### Aim:
Please quote every row below word for word.

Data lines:
-*-

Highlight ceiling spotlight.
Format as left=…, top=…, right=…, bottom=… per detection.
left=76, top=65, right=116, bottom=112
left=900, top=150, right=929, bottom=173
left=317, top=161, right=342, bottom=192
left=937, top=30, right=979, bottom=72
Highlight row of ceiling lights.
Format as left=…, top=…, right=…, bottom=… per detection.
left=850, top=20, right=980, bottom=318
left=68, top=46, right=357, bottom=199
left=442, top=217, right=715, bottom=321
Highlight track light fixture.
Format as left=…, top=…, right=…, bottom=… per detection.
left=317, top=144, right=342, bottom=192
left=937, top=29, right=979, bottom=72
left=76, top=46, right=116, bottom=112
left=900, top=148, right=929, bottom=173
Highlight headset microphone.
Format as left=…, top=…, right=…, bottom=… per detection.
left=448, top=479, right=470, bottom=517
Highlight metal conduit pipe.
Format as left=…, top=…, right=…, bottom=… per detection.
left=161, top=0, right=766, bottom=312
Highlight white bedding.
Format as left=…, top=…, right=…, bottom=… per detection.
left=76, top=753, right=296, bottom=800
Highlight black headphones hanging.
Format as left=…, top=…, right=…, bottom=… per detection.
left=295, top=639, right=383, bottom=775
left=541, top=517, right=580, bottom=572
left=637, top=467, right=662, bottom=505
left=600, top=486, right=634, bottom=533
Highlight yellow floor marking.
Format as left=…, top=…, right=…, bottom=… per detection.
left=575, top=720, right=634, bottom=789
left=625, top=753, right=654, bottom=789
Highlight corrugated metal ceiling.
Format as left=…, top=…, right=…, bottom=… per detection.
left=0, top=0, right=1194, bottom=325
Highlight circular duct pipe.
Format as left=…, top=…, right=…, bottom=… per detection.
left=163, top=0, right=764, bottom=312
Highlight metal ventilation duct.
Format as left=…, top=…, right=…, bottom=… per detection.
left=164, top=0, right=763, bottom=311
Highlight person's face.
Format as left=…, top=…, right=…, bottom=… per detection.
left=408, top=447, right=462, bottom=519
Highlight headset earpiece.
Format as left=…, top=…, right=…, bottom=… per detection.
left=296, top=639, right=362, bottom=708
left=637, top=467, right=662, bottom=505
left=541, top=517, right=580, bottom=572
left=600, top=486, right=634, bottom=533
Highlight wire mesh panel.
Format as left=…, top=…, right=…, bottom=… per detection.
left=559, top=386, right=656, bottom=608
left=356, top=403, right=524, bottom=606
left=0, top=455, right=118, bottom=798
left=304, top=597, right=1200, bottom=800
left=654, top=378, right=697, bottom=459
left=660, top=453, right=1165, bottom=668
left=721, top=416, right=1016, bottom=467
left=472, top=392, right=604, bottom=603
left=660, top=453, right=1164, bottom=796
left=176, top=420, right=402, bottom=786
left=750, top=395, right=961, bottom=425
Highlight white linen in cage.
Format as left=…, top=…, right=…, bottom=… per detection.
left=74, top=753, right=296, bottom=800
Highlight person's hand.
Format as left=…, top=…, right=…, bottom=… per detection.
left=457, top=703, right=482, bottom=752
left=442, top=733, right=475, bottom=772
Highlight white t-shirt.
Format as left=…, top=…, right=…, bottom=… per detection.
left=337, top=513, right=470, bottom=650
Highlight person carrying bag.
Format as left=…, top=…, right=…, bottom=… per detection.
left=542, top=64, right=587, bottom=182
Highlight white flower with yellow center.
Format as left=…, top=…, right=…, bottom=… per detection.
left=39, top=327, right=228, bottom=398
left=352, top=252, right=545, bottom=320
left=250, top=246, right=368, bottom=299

-*-

### Task result:
Highlight ceiling spotlight.
Format as left=…, top=…, right=…, bottom=… per detection.
left=76, top=65, right=116, bottom=112
left=900, top=150, right=929, bottom=173
left=317, top=161, right=342, bottom=192
left=937, top=30, right=979, bottom=72
Highlight row of ceiling lights.
Format as left=…, top=…, right=…, bottom=… per detection.
left=850, top=20, right=980, bottom=318
left=68, top=46, right=357, bottom=199
left=442, top=217, right=715, bottom=321
Highlight track light fixture.
Format as left=…, top=…, right=…, bottom=… per detection.
left=317, top=144, right=342, bottom=192
left=937, top=29, right=979, bottom=72
left=76, top=46, right=116, bottom=112
left=900, top=148, right=929, bottom=173
Highlight headset microphone.
Format as left=…, top=…, right=…, bottom=… per detection.
left=448, top=479, right=470, bottom=517
Highlight metal conduit pipe.
Format as left=…, top=…, right=…, bottom=… per detection.
left=161, top=0, right=766, bottom=312
Highlight white bedding.
Format as left=…, top=…, right=…, bottom=… per detection.
left=76, top=753, right=296, bottom=800
Highlight black headphones hanging.
Format as left=…, top=…, right=…, bottom=… per detection.
left=295, top=639, right=383, bottom=775
left=541, top=517, right=580, bottom=572
left=637, top=467, right=662, bottom=505
left=600, top=486, right=634, bottom=533
Highlight yellow floor marking.
Format as left=…, top=…, right=…, bottom=… per detection.
left=575, top=720, right=634, bottom=789
left=625, top=753, right=654, bottom=789
Highlight corrugated metal ceiling.
Format as left=…, top=…, right=…, bottom=… per detection.
left=0, top=0, right=1194, bottom=325
Highlight circular duct pipe.
Format as left=…, top=…, right=…, bottom=… per detection.
left=163, top=0, right=764, bottom=312
Highlight metal ventilation duct.
Format as left=…, top=…, right=…, bottom=… per detection.
left=164, top=0, right=763, bottom=311
Highlight person's face.
Format as left=…, top=…, right=…, bottom=… per detection.
left=408, top=447, right=462, bottom=519
Highlight headset earpiece.
Format as left=…, top=…, right=…, bottom=… per detection.
left=296, top=639, right=362, bottom=708
left=637, top=467, right=662, bottom=505
left=541, top=517, right=580, bottom=572
left=600, top=486, right=634, bottom=533
Highlight wire mesh panel.
Format as left=…, top=…, right=…, bottom=… per detection.
left=559, top=386, right=656, bottom=608
left=356, top=403, right=524, bottom=606
left=0, top=455, right=118, bottom=798
left=304, top=597, right=1200, bottom=800
left=654, top=378, right=697, bottom=459
left=660, top=453, right=1165, bottom=668
left=721, top=416, right=1016, bottom=467
left=472, top=392, right=604, bottom=603
left=660, top=453, right=1164, bottom=796
left=176, top=420, right=402, bottom=786
left=750, top=395, right=961, bottom=425
Highlight white linen in cage.
Format as left=…, top=…, right=…, bottom=… per detection.
left=74, top=753, right=296, bottom=800
Highlight person's hand.
Format as left=…, top=…, right=…, bottom=… per detection.
left=457, top=703, right=482, bottom=752
left=442, top=733, right=475, bottom=772
Highlight white t-shirt.
Format as left=…, top=…, right=…, bottom=… per detection.
left=337, top=513, right=470, bottom=650
Highlight person carrying bag.
Format as left=…, top=…, right=…, bottom=… per detection.
left=542, top=64, right=587, bottom=182
Highlight white flower with yellow center.
Format as left=…, top=…, right=…, bottom=… per detection.
left=39, top=327, right=228, bottom=398
left=352, top=252, right=545, bottom=320
left=250, top=246, right=368, bottom=299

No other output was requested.